**Objetivo:** Extrae de las entradas cada línea que contenga la palabra "trailer".

**Datos del ejercicio:**
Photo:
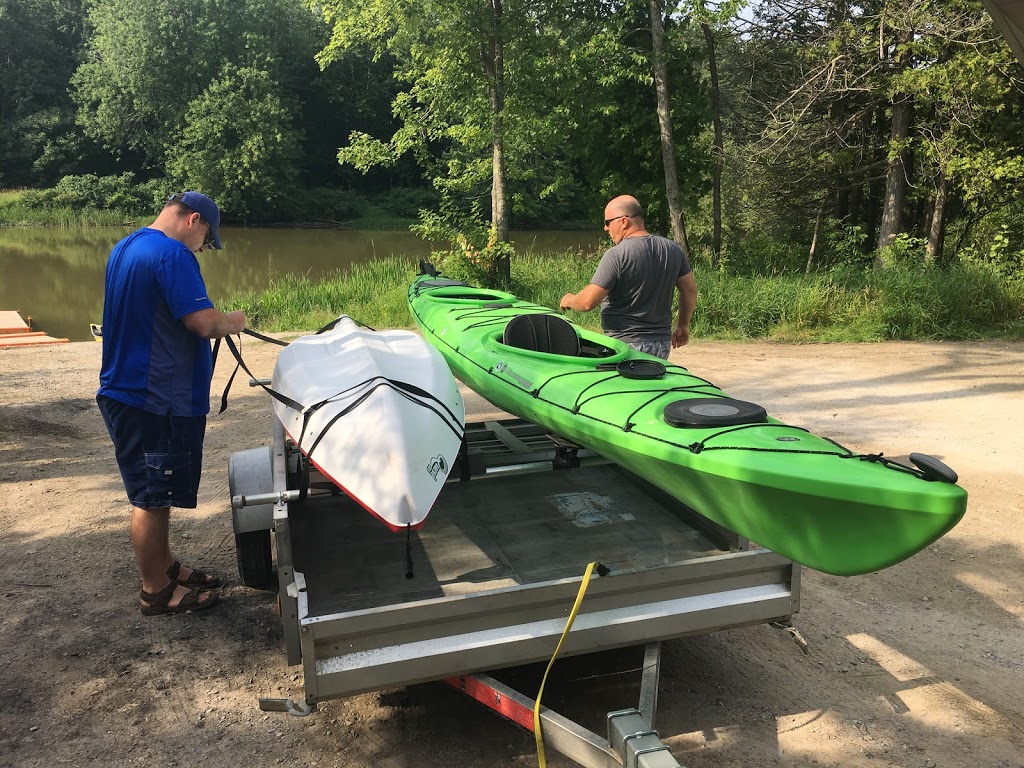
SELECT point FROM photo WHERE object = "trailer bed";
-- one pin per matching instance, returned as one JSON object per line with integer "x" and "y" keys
{"x": 491, "y": 534}
{"x": 496, "y": 568}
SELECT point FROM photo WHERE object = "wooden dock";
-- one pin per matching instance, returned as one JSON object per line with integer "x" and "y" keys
{"x": 14, "y": 332}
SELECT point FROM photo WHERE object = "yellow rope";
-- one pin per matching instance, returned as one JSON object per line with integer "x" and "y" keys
{"x": 538, "y": 734}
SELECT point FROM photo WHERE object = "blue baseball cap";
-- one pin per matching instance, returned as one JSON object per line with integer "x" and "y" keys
{"x": 206, "y": 208}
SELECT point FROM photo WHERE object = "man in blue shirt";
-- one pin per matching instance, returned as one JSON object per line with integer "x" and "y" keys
{"x": 155, "y": 385}
{"x": 635, "y": 282}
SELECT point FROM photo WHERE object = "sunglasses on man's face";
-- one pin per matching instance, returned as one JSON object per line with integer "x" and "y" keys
{"x": 208, "y": 241}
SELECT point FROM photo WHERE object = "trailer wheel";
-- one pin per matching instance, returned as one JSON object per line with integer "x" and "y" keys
{"x": 251, "y": 472}
{"x": 252, "y": 550}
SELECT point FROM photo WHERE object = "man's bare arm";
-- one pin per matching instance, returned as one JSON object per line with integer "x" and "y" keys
{"x": 687, "y": 288}
{"x": 586, "y": 300}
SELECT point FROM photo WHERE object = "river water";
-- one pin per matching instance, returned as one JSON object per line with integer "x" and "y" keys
{"x": 56, "y": 275}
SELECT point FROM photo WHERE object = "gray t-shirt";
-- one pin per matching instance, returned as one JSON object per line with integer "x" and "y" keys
{"x": 640, "y": 275}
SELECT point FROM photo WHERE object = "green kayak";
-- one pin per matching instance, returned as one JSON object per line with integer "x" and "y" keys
{"x": 805, "y": 497}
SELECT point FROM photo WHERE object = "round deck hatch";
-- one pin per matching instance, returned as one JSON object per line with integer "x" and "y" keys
{"x": 713, "y": 412}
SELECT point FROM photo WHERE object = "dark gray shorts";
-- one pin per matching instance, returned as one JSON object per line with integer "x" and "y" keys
{"x": 160, "y": 457}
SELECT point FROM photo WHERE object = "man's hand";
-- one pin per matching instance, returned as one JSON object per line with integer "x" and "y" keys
{"x": 213, "y": 324}
{"x": 680, "y": 336}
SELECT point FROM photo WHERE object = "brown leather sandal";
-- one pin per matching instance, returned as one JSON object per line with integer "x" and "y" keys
{"x": 198, "y": 580}
{"x": 159, "y": 603}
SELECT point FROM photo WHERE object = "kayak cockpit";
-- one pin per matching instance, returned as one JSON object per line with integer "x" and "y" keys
{"x": 552, "y": 335}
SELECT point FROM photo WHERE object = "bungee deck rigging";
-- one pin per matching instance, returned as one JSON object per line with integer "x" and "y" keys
{"x": 777, "y": 484}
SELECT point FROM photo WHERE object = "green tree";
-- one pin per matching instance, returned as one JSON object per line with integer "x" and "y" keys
{"x": 39, "y": 44}
{"x": 156, "y": 71}
{"x": 239, "y": 141}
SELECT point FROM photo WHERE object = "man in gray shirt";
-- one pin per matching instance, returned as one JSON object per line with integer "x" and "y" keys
{"x": 634, "y": 284}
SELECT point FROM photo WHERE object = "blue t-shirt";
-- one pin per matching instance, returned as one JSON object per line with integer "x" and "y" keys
{"x": 151, "y": 359}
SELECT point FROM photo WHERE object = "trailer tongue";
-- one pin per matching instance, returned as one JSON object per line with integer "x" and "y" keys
{"x": 496, "y": 569}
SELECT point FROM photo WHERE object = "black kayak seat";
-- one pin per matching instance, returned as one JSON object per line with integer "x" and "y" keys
{"x": 542, "y": 333}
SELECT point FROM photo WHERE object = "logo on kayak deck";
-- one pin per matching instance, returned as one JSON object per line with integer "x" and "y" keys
{"x": 503, "y": 368}
{"x": 437, "y": 466}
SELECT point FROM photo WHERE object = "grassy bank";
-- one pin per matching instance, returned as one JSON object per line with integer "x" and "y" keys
{"x": 840, "y": 305}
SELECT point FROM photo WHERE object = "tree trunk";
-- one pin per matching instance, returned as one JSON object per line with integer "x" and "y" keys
{"x": 892, "y": 207}
{"x": 665, "y": 122}
{"x": 499, "y": 195}
{"x": 814, "y": 240}
{"x": 936, "y": 235}
{"x": 716, "y": 105}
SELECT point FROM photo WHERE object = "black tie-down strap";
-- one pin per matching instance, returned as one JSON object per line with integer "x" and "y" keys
{"x": 237, "y": 353}
{"x": 270, "y": 340}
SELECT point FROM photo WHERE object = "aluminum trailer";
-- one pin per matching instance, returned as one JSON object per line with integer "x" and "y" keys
{"x": 495, "y": 572}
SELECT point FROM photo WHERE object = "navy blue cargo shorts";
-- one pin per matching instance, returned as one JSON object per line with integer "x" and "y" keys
{"x": 160, "y": 457}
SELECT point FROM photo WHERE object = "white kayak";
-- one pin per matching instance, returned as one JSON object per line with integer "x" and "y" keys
{"x": 377, "y": 412}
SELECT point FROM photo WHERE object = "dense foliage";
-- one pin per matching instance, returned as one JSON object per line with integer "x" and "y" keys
{"x": 806, "y": 135}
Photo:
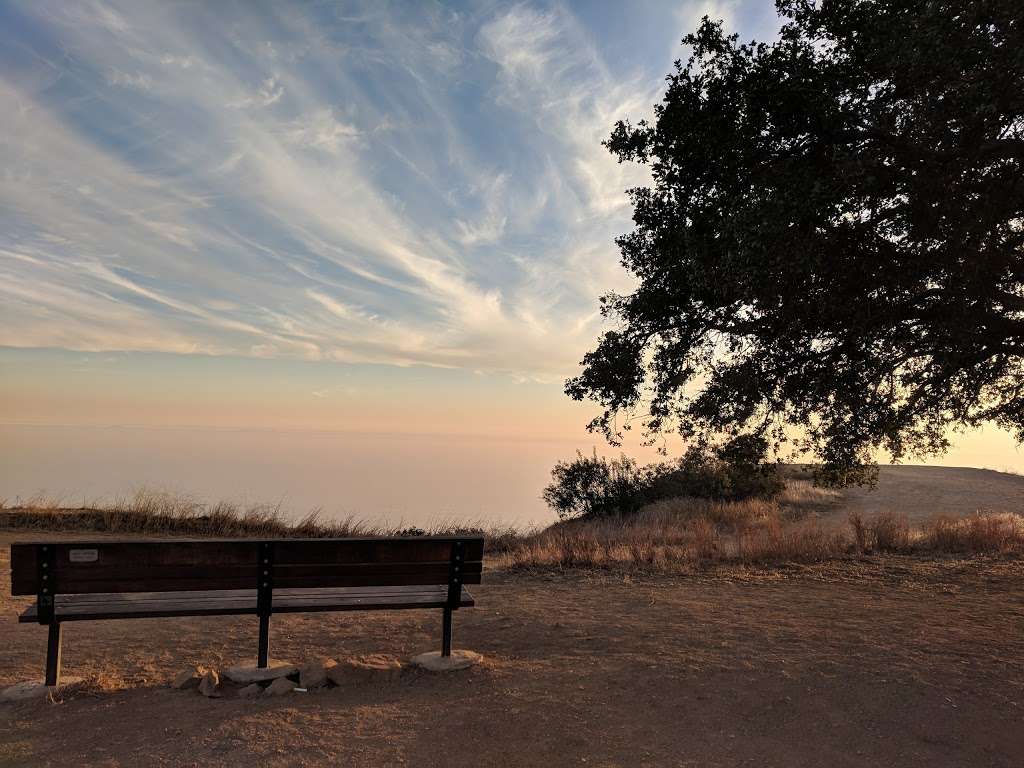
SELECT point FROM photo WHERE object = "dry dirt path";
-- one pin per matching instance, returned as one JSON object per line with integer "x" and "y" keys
{"x": 883, "y": 663}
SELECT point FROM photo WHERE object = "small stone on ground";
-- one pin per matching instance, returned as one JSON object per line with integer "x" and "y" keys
{"x": 314, "y": 674}
{"x": 434, "y": 662}
{"x": 35, "y": 689}
{"x": 280, "y": 687}
{"x": 374, "y": 669}
{"x": 188, "y": 678}
{"x": 250, "y": 673}
{"x": 210, "y": 684}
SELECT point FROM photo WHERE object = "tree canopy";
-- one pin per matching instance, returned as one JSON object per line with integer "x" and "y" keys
{"x": 830, "y": 250}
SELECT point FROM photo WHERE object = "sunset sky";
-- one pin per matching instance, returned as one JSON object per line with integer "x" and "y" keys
{"x": 368, "y": 217}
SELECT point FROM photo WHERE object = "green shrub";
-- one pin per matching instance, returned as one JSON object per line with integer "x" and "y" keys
{"x": 595, "y": 486}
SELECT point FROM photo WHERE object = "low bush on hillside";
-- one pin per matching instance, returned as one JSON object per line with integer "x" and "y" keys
{"x": 595, "y": 486}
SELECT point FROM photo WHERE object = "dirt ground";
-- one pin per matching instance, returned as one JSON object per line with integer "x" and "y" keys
{"x": 892, "y": 662}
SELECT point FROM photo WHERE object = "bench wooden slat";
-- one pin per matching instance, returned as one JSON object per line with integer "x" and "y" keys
{"x": 119, "y": 605}
{"x": 218, "y": 564}
{"x": 83, "y": 581}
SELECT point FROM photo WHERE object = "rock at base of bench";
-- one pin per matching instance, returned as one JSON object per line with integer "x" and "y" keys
{"x": 250, "y": 673}
{"x": 34, "y": 689}
{"x": 434, "y": 662}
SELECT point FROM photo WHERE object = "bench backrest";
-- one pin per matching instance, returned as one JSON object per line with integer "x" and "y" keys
{"x": 76, "y": 567}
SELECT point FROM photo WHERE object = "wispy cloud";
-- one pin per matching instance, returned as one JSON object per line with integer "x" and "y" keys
{"x": 409, "y": 186}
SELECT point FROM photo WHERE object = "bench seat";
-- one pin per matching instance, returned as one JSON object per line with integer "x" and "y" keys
{"x": 220, "y": 602}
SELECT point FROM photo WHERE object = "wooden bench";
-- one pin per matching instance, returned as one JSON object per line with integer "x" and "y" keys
{"x": 75, "y": 582}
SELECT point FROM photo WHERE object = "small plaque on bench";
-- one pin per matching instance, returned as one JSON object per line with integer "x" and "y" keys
{"x": 83, "y": 555}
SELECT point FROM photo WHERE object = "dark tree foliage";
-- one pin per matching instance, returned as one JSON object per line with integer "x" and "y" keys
{"x": 832, "y": 247}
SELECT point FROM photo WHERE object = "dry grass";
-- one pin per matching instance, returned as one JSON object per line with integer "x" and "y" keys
{"x": 159, "y": 513}
{"x": 666, "y": 535}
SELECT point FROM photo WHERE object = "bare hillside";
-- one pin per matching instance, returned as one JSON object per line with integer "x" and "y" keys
{"x": 921, "y": 493}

**Resultado:**
SELECT point FROM photo WHERE object = "trailer bed";
SELECT point FROM photo WHERE object = "trailer wheel";
SELECT point FROM photo WHERE object = "trailer tongue";
SELECT point FROM photo WHERE object = "aluminum trailer";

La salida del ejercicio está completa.